Brief
Output the stretch of the listing from the line containing "Pretty please, detect the orange traffic" through the line containing "[44,37,87,95]" as a Markdown table with the columns Row and Line, and omit blank lines.
━━━ Listed entries ━━━
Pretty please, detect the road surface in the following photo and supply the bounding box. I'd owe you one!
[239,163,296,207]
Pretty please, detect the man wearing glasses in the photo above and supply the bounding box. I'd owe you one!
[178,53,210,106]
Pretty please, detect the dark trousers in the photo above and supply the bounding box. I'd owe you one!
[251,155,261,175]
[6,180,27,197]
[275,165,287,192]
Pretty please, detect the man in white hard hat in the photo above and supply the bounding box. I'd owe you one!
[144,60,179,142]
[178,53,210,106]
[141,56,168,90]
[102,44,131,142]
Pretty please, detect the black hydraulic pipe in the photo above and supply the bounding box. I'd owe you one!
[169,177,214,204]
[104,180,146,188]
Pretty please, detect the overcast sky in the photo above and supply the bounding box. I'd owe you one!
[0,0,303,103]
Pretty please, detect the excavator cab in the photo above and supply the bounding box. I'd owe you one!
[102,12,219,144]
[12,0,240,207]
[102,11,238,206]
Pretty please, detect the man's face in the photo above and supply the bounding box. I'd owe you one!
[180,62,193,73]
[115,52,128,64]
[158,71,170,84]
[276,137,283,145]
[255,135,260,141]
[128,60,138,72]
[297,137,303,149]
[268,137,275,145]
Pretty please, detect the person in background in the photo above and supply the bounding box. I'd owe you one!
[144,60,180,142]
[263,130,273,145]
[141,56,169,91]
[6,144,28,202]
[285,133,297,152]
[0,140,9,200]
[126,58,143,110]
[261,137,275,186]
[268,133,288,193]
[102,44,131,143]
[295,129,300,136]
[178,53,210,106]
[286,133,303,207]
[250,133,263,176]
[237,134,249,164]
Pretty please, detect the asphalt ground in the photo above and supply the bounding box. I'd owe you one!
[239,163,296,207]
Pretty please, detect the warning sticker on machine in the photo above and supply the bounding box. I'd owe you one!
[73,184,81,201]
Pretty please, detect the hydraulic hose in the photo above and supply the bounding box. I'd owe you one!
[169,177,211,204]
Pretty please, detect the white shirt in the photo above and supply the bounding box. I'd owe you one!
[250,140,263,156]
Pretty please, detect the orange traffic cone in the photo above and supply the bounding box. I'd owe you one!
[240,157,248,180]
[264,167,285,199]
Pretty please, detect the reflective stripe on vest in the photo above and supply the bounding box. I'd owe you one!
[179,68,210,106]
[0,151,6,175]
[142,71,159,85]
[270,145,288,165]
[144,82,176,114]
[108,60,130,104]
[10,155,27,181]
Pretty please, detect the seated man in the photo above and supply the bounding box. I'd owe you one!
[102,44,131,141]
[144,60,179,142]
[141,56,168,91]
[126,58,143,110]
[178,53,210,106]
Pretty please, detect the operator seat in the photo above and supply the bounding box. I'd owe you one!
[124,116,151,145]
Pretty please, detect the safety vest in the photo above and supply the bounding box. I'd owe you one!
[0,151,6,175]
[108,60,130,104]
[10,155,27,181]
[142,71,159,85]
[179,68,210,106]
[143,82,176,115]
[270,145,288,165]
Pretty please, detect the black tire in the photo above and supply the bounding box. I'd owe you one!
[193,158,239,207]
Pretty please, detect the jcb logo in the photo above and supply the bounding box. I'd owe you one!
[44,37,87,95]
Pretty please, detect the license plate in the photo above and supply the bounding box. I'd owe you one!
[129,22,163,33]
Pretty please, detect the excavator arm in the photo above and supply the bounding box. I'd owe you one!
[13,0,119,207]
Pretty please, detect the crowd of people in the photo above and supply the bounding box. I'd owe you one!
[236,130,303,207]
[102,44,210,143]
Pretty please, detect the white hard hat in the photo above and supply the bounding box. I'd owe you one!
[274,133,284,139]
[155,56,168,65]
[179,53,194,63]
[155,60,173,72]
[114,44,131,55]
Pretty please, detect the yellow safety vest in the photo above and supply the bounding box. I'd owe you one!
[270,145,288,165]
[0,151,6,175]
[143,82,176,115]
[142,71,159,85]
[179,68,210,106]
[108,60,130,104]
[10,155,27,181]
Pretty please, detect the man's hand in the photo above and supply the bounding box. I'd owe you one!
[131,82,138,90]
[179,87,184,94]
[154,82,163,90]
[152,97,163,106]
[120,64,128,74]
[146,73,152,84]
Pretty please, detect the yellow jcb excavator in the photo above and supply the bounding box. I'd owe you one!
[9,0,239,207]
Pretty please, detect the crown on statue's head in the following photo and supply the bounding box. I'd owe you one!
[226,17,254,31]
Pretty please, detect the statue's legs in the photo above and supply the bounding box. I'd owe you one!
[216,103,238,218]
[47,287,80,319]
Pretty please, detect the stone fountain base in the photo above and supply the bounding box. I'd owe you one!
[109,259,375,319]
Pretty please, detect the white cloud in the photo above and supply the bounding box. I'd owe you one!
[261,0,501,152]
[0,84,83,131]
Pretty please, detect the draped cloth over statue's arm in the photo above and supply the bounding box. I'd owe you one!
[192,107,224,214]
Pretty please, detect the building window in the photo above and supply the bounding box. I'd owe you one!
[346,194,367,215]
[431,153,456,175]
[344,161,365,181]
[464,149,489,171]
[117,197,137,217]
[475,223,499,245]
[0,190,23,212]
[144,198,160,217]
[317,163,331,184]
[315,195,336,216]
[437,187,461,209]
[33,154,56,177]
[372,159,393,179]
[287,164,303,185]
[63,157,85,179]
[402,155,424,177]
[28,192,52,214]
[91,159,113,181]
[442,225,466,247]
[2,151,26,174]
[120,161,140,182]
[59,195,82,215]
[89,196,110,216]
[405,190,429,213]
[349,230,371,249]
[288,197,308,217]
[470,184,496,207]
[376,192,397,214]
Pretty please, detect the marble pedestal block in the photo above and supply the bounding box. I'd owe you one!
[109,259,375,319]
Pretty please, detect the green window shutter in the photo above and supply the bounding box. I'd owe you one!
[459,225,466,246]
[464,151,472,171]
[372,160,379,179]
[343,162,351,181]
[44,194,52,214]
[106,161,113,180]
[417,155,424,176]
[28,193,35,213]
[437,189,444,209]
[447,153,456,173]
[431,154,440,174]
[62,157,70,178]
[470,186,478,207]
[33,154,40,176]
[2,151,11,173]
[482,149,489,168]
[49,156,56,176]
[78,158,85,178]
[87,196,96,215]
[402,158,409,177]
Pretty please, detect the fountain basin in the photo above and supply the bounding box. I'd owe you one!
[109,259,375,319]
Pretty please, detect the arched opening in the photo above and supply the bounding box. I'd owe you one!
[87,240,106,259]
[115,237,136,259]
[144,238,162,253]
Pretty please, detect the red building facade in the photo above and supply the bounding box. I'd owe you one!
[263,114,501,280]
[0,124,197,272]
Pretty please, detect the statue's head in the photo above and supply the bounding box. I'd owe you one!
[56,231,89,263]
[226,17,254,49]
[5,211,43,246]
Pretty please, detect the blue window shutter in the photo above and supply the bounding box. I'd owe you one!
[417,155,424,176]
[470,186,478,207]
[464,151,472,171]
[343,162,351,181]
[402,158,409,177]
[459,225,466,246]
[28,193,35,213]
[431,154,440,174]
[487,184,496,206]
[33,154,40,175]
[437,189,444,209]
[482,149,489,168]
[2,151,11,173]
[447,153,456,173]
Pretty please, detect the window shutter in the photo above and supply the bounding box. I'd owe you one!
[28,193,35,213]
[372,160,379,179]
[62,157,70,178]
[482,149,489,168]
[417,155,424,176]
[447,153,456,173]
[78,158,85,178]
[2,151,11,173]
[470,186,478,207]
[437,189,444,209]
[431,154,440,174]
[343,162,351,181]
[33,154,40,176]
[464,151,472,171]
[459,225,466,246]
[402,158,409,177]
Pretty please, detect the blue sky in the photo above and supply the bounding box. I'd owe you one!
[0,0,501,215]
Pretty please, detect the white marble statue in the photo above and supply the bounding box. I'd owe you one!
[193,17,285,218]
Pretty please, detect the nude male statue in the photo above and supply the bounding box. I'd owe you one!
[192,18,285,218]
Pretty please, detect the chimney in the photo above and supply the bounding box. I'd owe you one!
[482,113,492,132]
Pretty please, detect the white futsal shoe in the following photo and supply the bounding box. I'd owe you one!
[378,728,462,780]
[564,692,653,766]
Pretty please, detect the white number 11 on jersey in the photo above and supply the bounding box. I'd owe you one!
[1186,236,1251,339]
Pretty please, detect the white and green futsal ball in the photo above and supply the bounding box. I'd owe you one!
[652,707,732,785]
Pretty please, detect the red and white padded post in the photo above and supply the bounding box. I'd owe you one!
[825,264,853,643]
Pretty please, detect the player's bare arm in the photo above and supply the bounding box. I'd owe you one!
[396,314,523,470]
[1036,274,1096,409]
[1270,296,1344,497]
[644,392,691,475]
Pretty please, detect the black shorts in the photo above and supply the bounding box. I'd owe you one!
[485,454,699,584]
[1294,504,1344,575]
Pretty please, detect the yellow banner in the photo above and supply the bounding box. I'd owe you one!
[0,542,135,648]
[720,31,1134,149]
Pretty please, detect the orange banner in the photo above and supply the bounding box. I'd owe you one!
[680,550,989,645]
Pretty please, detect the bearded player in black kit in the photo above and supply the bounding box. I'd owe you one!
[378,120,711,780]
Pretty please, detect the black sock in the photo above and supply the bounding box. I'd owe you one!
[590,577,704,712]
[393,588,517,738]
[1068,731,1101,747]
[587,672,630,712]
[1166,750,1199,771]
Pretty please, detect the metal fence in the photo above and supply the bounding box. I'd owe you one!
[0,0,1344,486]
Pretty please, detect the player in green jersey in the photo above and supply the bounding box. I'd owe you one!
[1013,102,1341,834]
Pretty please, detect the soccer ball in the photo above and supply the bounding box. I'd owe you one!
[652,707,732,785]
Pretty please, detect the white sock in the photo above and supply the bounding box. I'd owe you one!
━━━
Response
| Row | Line |
|---|---|
| 1 | Pretty please, detect the orange traffic cone in the photo above and supply the bounding box. I'd owe you one! |
| 2 | [240,157,248,180] |
| 3 | [264,167,285,199] |
| 4 | Pretty please, detect the reflective stripe on vest in the photo above and supply the bounding box. I'd owe you one! |
| 5 | [179,68,210,106] |
| 6 | [0,151,6,175] |
| 7 | [142,71,159,85] |
| 8 | [270,145,288,165] |
| 9 | [144,82,176,114] |
| 10 | [108,60,130,104] |
| 11 | [10,155,27,181] |
| 12 | Pretty please, detect the seated man in the photo above and supply the bounding box. I'd owe you one! |
| 13 | [102,44,131,141] |
| 14 | [144,60,179,142] |
| 15 | [141,56,168,91] |
| 16 | [126,58,143,110] |
| 17 | [178,53,210,106] |
| 18 | Pretty please, detect the operator seat in the photo above and supply the bounding box. I'd owe you one! |
| 19 | [124,116,151,145] |
| 20 | Pretty please, detect the safety vest in the photo above and supply the bounding box. I'd owe you one! |
| 21 | [0,151,6,175] |
| 22 | [108,60,130,104] |
| 23 | [10,155,27,181] |
| 24 | [142,71,159,85] |
| 25 | [179,68,210,106] |
| 26 | [143,82,176,115] |
| 27 | [270,145,288,165] |
| 28 | Pretty please, detect the black tire in the photo above and supply the bounding box. I'd owe you one! |
| 29 | [193,158,239,207] |
| 30 | Pretty please, detect the jcb logo in the photo above and supply the bounding box. I'd owe you one! |
| 31 | [44,37,87,95] |